TAREFAS A REALIZAR:
1. De acordo com o texto sobre o referendo na Suíça, que percentagem do eleitorado aprovou a facilitação da naturalização?
2. Prossiga o texto sobre o referendo na Suíça a partir do ponto em que termina.

TEXTO DE LEITURA:
Após três tentativas falhadas em 35 anos para abrir as portas da nacionalidade suíça (incluindo uma que dava automaticamente a cidadania aos imigrantes de terceira geração), os eleitores aprovaram ontem em referendo o aligeirar do processo que permitirá naturalizar 25 mil pessoas que não são suíças mesmo tendo nascido na Suíça. A decisão surge apesar da campanha da extrema-direita, que incluía uma mulher de niqab (traje islâmico que deixa só os olhos a descoberto), alertar para o risco de islamização - quando na realidade a maioria dos beneficiados serão descendentes de italianos.

O "não" à decisão governamental que contava com o apoio do Parlamento de facilitar o processo de naturalização só ganhou ao "sim" em seis dos 26 cantões suíços, tendo sido aprovada por 60,4% do eleitorado. Desta forma, quando a lei entrar em vigor, a terceira geração de imigrantes nascida na Suíça não vai precisar de fazer testes ou ir a entrevistas com as autoridades locais, para provar que está integrada no país onde nasceu e sempre viveu.

MATERIAL FORNECIDO:
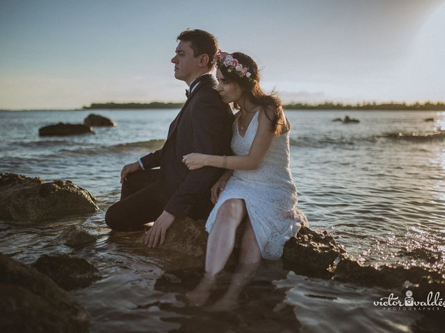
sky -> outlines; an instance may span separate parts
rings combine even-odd
[[[186,28],[284,103],[445,101],[445,0],[0,0],[0,109],[182,102]]]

RESULTADOS DAS TAREFAS:
1. 60,4% do eleitorado.

2.
Para os opositores à proposta, nomeadamente o Partido Popular Suíço (extrema-direita), esta é só a primeira fase de um plano para dar a cidadania a todos os imigrantes, que representam 25% da população. O partido, o maior na câmara baixa do Parlamento, alertou para o risco de "excesso de população estrangeira e aumento massivo nomeadamente do número de muçulmanos". O deputado Jean-Luc Addor deixou o aviso: "Numa ou duas gerações, quem serão eles, estes estrangeiros de terceira geração? Já não serão italianos, espanhóis ou portugueses."

Segundo dados de dezembro do Instituto Federal de Estatísticas da Suíça, os portugueses eram em 2016 o terceiro maior grupo de imigrantes a viver no país - quase 270 mil, atrás dos italianos (318 mil) e dos alemães (304 mil). No ano passado, 3927 portugueses conseguiram a nacionalidade suíça. A decisão de facilitar agora o processo beneficiará principalmente descendentes de italianos, mas também de turcos e de imigrantes dos Balcãs, segundo os cálculos do governo.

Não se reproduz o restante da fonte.